[RECORDS TO PROCESS — start]
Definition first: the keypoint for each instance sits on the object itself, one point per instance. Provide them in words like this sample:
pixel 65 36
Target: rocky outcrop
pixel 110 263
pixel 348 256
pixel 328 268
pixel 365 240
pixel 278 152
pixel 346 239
[RECORDS TO PROCESS — finish]
> WHAT YOU NEED TO DO: Give the data again, exactly.

> SOLVED EXERCISE:
Definition first: the keypoint for each instance sits on the object itself, one point per instance. Provide them in words like this sample:
pixel 65 36
Target: rocky outcrop
pixel 110 263
pixel 348 256
pixel 328 268
pixel 365 240
pixel 278 152
pixel 346 239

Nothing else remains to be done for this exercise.